LIHUE, Hawaii (KHON2) — A Kauai woman is safe after being swept out to sea during a flash flood early Sunday morning. Forty-nine-year-old Tamara Kondratief tells us she was fighting for her life for about an hour and a half from the moment she was swept away in the Wainiha River until rescuers found her in the ocean. She’s an avid swimmer but that was not the only element that helped her.
Kondratief says she’s grateful to be alive.
“As you can tell by my face I was hitting a lot of branches, rocks, and logs going down,” she said.
Late Saturday night as the floodwaters started to rise, Kondratief and her family were concerned for their dogs held at another location. So they borrowed their neighbor’s rowboat but it flipped over. Kondratief’s boyfriend and his son managed to get to safety
“Thank God they were safe and they were okay. He grabbed his son and I got trapped under the boat for a while so I got taken down into the river water,” Kondratief said.
As she was being swept away, Kondratief tells us there were moments where she thought she was going to die.
“Your clothes fill up with water and they act as an anchor and they are basically drowning you,” she said. “I was going under and when I had my clothes on it was impossible not to go under. And once I took all the clothes off then I was able to tread and stay above water a lot better.”
She also made use of every breath and screamed for help each time she exhaled. That’s what prompted neighbors to call 911. Tyson Gomez tells us he heard those bloodcurdling cries.
“It was really terrifying for everybody to hear her screaming and we know how dangerous the river is. If you’re in the river, it’s like you’re dead already. There’s no saving you,” said Gomez of Wainiha.
Kondratief tried to stay alive until she reached the ocean and once she did, she continued to cry for help until first responders found her. The Fire Department tells us they were also amazed at how Kondratief managed to survive. Most of the scrapes and bruises are on her face, but she managed not to break any bones.
“There were a couple of times I was probably knocked unconscious because I had a concussion when I got to the hospital,” she said.
Kondratief hopes people can learn from her terrifying experience and take flash floods seriously.
“I’m guilty, we don’t take it seriously because I never dreamed this was going to happen. I never saw this coming and it can happen to anybody. It’s a serious matter and it’s a life or death situation,” said Kondratief.

▶ **PROBLEM DESCRIPTION**: Write the next part of the news story about the Kauai woman swept out to sea in a flash flood, starting after its last sentence.

▶ **INFORMATION SUPPLIED**:
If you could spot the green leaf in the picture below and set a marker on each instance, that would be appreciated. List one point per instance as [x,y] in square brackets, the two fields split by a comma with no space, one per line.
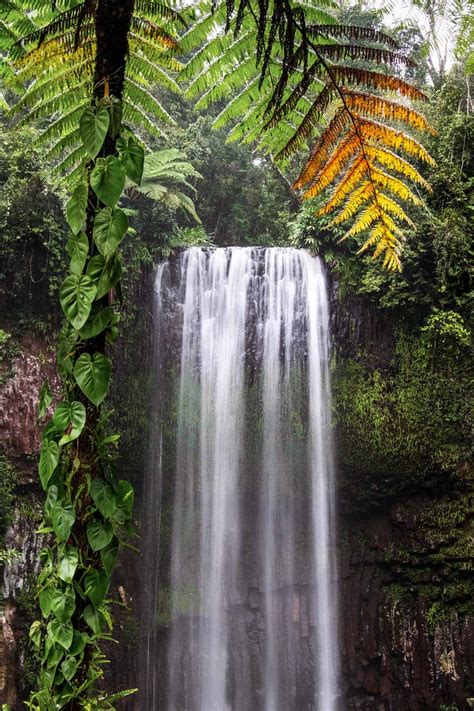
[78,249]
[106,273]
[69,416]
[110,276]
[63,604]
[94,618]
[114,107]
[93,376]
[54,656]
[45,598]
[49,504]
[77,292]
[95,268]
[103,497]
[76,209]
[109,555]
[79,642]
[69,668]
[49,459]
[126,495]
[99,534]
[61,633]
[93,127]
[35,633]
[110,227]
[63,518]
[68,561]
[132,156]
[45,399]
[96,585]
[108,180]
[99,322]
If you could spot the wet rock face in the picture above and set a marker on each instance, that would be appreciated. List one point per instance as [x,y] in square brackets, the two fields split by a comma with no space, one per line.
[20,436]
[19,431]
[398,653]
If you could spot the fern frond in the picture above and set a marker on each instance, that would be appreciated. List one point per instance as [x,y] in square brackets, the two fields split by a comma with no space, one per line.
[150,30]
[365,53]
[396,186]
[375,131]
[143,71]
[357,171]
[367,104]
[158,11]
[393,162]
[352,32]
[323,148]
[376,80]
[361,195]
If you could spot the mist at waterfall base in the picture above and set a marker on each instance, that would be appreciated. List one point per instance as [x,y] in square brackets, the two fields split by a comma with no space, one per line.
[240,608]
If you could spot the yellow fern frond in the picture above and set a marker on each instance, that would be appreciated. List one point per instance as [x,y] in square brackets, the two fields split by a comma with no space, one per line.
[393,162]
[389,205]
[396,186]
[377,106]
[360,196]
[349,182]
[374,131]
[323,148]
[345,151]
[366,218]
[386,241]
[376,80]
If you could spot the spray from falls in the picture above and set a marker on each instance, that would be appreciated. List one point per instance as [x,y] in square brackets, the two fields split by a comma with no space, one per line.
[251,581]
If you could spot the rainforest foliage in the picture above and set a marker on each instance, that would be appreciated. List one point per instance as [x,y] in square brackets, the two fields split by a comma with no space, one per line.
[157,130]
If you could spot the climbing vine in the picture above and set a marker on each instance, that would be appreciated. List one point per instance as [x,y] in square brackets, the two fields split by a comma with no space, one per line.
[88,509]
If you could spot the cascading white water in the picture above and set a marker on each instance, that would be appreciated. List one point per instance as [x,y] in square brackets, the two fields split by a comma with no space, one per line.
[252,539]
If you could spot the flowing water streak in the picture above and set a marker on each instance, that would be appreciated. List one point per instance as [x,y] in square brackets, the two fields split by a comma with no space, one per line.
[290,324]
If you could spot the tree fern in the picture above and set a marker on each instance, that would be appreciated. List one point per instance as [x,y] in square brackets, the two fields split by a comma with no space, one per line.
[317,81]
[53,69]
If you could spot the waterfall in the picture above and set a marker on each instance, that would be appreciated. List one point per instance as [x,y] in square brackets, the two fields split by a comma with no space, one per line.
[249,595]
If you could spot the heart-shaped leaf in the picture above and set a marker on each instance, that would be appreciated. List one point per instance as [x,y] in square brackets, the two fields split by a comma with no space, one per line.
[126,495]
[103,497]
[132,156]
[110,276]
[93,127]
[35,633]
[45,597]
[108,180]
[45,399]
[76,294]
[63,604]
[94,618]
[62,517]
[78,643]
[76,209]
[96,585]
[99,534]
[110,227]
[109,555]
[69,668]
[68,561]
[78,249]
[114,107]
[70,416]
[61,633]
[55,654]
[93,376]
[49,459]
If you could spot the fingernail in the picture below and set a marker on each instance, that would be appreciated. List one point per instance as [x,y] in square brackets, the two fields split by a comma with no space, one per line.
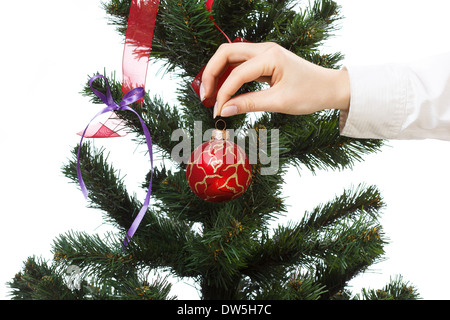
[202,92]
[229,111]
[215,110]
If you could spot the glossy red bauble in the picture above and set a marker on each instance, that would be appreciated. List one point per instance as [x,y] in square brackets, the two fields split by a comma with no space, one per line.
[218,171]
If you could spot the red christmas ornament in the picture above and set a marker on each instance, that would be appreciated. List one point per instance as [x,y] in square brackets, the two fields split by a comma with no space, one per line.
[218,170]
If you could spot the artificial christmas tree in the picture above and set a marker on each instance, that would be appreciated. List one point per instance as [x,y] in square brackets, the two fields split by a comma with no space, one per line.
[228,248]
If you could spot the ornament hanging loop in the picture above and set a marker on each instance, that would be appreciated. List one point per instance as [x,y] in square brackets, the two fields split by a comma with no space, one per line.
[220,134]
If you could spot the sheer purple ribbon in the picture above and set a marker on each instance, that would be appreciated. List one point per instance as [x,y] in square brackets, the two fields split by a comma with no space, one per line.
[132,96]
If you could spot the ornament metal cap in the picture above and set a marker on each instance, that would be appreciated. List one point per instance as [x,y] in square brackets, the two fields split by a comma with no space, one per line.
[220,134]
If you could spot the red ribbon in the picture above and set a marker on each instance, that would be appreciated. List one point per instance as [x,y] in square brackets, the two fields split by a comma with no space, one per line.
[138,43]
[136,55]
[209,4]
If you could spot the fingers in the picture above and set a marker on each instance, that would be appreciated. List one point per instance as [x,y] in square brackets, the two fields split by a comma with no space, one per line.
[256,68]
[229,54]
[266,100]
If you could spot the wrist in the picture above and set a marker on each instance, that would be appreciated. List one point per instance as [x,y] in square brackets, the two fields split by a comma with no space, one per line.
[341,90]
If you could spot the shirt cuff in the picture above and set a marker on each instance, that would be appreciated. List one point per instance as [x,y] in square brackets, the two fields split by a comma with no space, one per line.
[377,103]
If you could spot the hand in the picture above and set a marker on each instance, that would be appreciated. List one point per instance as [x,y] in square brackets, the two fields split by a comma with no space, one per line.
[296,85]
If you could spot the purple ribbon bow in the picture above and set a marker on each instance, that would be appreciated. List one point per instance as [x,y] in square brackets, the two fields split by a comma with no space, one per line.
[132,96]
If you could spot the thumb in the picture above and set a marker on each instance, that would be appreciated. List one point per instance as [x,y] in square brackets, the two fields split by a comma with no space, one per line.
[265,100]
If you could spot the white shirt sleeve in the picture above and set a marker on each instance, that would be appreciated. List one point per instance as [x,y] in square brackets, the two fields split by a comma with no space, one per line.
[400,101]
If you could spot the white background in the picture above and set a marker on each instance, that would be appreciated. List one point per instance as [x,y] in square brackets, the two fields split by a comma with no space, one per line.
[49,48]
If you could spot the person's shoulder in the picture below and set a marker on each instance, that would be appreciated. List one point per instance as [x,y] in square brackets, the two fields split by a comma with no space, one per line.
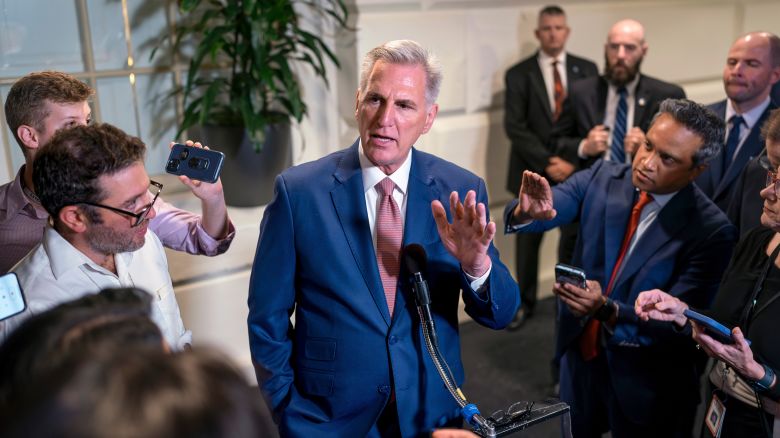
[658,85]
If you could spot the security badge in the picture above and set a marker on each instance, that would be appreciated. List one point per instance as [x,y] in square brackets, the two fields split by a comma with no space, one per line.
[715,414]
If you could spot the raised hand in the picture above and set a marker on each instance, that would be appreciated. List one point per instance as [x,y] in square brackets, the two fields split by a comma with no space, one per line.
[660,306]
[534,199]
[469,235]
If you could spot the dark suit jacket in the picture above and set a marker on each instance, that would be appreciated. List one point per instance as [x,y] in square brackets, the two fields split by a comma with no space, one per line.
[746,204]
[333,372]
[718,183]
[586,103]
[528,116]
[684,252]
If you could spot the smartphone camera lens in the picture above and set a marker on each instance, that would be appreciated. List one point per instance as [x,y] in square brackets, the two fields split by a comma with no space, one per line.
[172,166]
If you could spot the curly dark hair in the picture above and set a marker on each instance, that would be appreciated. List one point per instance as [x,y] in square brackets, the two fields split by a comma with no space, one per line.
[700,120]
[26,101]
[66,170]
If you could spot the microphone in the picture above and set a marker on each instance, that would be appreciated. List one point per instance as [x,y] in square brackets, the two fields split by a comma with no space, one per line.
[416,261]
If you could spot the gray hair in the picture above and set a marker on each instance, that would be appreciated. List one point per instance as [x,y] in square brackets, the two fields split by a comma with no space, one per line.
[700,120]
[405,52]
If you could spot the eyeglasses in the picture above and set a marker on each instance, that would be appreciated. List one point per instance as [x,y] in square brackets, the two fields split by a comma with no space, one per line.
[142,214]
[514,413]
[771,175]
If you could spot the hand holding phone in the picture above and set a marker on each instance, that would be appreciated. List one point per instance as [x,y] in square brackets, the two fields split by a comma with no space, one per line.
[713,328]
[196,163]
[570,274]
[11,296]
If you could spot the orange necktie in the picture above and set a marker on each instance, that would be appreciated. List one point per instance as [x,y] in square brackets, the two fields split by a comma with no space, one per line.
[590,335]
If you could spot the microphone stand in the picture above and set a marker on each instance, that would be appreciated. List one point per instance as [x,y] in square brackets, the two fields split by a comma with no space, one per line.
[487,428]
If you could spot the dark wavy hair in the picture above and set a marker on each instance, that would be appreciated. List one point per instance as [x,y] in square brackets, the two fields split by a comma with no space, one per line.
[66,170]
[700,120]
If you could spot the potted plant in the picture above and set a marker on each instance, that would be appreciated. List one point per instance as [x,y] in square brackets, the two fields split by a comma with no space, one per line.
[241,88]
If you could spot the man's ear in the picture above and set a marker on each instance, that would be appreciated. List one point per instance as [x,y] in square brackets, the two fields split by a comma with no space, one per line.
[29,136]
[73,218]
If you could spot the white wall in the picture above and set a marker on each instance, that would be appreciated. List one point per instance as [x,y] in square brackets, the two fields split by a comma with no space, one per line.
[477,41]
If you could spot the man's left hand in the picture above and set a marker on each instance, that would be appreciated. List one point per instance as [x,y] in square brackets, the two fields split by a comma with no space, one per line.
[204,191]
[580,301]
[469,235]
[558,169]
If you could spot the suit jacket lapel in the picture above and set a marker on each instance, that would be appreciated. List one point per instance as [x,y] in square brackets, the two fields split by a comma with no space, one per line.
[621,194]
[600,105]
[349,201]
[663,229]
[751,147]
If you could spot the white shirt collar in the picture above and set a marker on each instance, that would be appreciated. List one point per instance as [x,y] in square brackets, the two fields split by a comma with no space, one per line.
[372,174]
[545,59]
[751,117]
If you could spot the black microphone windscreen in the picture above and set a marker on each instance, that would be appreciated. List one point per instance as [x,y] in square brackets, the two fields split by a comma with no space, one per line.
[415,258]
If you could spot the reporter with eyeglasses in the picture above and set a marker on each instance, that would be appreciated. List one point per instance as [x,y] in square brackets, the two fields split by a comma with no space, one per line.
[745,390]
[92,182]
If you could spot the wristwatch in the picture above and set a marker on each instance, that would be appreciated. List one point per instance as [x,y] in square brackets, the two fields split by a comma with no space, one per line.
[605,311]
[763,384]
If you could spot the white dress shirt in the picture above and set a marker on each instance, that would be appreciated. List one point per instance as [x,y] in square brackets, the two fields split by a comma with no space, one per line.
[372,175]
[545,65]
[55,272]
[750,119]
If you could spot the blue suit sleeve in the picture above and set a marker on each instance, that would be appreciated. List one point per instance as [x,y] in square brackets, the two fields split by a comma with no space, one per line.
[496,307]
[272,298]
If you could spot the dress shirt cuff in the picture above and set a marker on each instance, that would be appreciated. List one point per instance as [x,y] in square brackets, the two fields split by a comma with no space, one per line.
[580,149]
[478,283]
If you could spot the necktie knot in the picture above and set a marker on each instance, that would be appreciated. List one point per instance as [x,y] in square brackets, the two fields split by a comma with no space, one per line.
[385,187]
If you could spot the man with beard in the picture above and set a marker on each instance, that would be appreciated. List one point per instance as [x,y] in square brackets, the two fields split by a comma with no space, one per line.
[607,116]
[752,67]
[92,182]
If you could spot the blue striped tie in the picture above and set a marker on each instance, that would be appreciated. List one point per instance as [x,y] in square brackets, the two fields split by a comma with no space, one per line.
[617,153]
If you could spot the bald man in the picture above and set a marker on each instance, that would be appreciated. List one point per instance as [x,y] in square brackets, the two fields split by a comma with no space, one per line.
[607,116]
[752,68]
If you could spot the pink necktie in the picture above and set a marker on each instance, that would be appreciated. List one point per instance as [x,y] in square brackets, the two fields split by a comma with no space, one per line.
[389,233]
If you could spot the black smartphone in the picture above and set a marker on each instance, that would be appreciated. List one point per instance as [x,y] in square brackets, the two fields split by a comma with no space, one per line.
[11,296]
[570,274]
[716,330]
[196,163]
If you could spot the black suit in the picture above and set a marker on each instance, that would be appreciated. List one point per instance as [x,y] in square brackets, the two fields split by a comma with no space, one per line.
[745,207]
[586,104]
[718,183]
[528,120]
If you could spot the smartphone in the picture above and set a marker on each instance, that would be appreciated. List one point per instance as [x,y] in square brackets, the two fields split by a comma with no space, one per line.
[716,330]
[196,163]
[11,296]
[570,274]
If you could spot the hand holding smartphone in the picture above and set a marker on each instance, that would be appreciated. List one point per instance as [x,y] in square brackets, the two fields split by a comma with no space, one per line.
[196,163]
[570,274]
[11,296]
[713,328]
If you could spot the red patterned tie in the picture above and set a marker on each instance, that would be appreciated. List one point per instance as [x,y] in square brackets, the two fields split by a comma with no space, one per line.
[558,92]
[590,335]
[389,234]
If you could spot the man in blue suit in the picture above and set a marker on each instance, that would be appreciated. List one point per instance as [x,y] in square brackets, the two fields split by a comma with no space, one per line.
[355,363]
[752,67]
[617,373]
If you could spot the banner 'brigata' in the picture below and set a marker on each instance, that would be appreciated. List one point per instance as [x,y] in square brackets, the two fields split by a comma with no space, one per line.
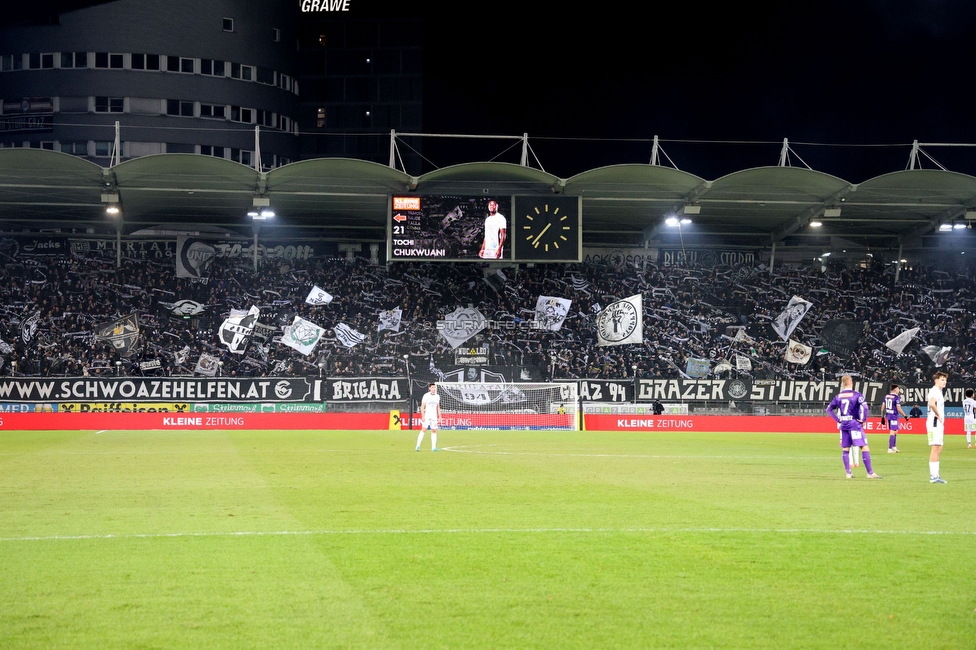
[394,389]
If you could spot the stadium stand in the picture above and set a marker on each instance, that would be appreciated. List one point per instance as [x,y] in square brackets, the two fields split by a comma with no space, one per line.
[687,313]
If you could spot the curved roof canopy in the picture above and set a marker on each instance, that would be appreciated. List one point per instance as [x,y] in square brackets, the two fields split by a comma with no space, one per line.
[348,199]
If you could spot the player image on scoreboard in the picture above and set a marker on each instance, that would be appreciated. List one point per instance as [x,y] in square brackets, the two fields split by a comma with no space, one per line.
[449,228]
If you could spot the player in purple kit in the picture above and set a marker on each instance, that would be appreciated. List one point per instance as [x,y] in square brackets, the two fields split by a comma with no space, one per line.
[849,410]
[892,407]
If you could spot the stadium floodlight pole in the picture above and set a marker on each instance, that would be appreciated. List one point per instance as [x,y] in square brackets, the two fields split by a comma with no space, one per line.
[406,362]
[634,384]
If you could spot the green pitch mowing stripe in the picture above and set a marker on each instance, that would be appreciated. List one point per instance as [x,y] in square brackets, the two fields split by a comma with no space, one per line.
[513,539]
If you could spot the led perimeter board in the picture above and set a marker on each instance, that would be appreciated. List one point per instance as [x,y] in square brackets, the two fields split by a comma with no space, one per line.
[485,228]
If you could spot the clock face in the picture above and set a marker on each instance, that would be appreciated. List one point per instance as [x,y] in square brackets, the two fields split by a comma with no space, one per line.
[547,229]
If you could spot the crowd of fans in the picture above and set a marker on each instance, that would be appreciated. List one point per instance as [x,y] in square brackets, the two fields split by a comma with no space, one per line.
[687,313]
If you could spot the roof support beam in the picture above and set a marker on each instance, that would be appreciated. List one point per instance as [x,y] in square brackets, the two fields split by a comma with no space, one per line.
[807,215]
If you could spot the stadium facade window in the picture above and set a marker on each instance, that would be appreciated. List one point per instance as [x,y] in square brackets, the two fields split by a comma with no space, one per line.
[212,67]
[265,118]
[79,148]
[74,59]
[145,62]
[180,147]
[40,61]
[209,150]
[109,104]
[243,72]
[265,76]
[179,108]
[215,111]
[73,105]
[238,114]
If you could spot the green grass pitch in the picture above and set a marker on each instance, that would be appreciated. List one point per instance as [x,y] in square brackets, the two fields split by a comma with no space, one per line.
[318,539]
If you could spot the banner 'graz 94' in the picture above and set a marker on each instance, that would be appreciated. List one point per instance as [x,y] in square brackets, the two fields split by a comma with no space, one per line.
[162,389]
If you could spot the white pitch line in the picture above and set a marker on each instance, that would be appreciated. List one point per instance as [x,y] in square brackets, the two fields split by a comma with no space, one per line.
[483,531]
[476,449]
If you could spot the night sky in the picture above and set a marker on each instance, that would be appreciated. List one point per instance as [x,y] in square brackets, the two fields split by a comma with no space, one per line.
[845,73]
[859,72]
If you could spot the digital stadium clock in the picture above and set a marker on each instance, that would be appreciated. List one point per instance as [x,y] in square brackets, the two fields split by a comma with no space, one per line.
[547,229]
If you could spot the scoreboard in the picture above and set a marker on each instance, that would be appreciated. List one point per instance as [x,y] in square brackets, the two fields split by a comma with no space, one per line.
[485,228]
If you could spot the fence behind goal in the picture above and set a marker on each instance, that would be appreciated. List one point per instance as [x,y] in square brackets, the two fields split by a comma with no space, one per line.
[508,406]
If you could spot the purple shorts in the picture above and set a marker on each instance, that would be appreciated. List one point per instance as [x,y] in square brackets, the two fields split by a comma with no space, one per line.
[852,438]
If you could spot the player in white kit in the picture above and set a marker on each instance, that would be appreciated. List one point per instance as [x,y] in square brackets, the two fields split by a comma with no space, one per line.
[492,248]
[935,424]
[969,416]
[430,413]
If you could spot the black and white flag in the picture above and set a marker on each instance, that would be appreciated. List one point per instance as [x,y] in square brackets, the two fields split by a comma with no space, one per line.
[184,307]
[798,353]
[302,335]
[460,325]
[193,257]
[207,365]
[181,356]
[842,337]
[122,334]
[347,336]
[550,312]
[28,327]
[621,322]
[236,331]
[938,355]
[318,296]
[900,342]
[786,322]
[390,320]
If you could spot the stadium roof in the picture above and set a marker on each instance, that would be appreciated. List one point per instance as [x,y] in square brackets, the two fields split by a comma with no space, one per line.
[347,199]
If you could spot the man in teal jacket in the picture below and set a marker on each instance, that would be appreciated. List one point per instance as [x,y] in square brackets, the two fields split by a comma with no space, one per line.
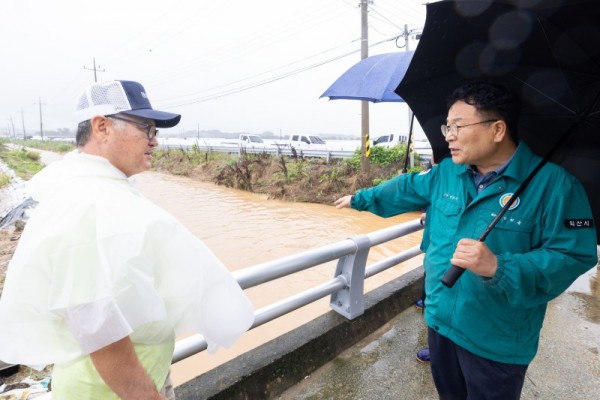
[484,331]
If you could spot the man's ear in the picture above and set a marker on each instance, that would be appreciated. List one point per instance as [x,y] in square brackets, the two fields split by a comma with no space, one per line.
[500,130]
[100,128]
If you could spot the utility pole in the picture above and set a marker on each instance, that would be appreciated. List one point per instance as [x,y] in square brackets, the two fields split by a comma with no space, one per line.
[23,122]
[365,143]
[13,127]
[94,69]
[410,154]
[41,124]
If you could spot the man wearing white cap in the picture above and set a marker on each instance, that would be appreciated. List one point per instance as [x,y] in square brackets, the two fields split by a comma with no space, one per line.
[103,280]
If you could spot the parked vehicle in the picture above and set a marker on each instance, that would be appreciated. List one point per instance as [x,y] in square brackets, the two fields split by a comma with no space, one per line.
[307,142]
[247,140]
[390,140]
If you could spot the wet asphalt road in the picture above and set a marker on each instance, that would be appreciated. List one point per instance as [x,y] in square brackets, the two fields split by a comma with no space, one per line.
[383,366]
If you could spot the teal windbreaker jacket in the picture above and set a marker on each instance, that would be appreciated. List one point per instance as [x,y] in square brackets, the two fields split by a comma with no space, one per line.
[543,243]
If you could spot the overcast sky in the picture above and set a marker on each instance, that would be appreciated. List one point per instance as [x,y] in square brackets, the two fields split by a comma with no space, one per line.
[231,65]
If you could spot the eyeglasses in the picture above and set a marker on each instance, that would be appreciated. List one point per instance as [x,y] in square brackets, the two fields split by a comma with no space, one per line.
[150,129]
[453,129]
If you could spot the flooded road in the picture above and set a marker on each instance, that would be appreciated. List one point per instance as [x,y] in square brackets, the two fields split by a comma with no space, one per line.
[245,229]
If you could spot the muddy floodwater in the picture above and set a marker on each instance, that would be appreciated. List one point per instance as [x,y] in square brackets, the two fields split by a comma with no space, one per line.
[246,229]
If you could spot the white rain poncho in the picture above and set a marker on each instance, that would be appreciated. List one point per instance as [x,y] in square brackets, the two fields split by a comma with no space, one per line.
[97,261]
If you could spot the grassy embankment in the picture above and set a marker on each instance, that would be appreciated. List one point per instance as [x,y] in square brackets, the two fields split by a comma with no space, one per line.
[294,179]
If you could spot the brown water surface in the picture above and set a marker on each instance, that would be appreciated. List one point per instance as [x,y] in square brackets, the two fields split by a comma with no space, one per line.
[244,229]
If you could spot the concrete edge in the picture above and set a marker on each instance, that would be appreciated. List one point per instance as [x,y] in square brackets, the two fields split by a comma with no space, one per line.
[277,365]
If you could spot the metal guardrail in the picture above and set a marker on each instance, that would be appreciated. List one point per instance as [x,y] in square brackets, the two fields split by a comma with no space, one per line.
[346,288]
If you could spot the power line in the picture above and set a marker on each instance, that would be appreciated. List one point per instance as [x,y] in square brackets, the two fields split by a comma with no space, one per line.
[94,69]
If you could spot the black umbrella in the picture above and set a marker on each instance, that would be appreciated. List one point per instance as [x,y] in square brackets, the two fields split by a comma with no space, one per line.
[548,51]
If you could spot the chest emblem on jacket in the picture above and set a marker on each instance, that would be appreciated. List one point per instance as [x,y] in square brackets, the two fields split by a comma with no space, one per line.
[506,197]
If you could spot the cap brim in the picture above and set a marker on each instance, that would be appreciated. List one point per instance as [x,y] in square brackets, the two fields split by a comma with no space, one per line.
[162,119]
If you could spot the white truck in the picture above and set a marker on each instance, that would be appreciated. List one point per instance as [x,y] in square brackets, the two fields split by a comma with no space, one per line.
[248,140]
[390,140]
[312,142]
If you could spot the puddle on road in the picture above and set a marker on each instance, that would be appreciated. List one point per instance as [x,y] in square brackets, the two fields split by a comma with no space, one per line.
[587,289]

▶ **RESPONSE TO THIS EXERCISE**:
Here’s a release from the Kauai Fire Department: A woman is safe after being swept out to sea during the flash flood early Sunday morning in Wainiha.
At approximately 12:40 a.m. on Sunday, firefighters and police were dispatched to Wainiha Bay to conduct a search for a Wainiha woman who had reportedly been swept out to sea.
Once on scene, responders learned that the 46-year-old woman and two other individuals were attempting to evacuate their home by boat along the Wainiha River when the boat flipped over in the rapid waters.
The two other occupants of the boat, a man and child, were able to get to safety, but the woman became distressed in the fast-moving waters and was swept away.
Neighbors downstream heard the woman’s cries for help and called first responders.
After a short search, responders followed the woman’s cries and found she made her way to a shoreline located below a cliff.
Hanalei firefighters climbed down the cliff and assisted her out to awaiting AMR medics.
The woman sustained non-life threatening injuries to her head.
With assistance from State Department of Transportation officials, Engine 1 was able to transport the injured woman through the flooded and closed portion of Kuhio Highway in Hanalei.
Fire personnel met AMR medics on the Princeville side of the Hanalei Bridge, where they assessed her injuries and provided additional support while transporting her to Wilcox Hospital for further treatment.
The island of Kauai was under a Flash Flood Warning from 10 p.m. Saturday to 12:30 p.m. Sunday.
A Flash Flood Watch remains in effect through Monday afternoon.
A Flash Flood Watch means that conditions may develop that lead to flash flooding.
Residents and visitors should monitor the weather and be prepared to take action in the event that a Flash Flood Warning is issued.